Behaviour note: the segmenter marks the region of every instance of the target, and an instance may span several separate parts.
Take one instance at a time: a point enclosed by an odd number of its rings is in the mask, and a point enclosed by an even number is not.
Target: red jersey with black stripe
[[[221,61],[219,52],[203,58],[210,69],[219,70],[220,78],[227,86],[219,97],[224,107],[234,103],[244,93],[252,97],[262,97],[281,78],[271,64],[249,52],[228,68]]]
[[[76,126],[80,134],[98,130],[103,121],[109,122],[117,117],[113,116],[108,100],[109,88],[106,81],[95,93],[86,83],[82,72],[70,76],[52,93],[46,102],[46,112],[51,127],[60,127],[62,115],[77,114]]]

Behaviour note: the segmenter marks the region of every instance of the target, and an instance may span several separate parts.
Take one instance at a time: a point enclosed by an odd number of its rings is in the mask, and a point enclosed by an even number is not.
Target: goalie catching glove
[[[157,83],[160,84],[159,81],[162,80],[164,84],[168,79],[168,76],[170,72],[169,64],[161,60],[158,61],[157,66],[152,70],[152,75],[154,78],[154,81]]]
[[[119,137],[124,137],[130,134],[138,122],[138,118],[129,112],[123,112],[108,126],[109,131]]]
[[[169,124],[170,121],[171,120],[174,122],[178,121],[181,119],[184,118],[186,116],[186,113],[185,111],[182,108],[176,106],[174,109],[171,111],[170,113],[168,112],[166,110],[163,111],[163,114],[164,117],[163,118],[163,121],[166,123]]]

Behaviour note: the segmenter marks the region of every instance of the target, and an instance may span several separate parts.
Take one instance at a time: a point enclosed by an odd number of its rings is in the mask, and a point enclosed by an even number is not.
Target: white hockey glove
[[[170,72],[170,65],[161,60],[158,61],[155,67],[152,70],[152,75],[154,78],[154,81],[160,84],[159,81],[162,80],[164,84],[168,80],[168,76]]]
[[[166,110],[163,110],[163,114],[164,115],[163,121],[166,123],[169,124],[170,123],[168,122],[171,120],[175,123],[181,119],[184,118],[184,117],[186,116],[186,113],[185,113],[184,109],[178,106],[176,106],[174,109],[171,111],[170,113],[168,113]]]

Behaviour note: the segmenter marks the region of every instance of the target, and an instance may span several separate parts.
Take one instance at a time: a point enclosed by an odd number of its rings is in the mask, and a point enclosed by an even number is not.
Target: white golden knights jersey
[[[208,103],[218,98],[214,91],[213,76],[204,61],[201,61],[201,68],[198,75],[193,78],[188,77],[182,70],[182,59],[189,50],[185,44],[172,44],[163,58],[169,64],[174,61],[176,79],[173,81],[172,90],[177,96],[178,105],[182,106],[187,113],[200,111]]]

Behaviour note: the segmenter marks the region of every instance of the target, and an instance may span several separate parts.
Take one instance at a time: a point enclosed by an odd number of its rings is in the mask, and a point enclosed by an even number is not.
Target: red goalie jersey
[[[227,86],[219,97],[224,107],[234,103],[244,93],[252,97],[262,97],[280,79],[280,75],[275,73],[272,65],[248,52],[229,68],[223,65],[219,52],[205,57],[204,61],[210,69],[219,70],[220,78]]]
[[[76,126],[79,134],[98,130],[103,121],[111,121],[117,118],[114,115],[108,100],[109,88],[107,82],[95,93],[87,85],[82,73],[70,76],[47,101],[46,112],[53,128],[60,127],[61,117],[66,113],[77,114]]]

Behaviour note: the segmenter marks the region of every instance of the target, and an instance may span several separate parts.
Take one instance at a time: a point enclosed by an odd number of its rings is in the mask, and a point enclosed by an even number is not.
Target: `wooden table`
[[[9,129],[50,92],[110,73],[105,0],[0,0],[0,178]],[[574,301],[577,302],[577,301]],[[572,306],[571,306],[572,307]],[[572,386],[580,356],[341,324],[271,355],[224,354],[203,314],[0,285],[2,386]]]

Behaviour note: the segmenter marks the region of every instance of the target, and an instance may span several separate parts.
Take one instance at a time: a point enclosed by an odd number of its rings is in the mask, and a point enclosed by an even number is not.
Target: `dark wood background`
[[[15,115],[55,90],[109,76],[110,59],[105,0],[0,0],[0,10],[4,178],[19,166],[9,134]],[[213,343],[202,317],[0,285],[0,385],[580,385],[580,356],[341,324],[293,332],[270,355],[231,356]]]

○ ○ ○ ○ ○ ○ ○

EXERCISE REQUIREMENTS.
Starting at the top of the listing and continuing through the line containing "Target: red jersey with black stripe", with both of those lines included, write the lines out again, changing "segmenter" to "annotator" and leaving everything else untouched.

ANSWER TO THE PROBLEM.
Behaviour note: the annotator marks the region of every instance of the target, and an instance may span several separate parts.
Take one instance at a time: a point enclosed by an odd number of its rings is in the mask, and a point enclosed by an even number is not.
Target: red jersey with black stripe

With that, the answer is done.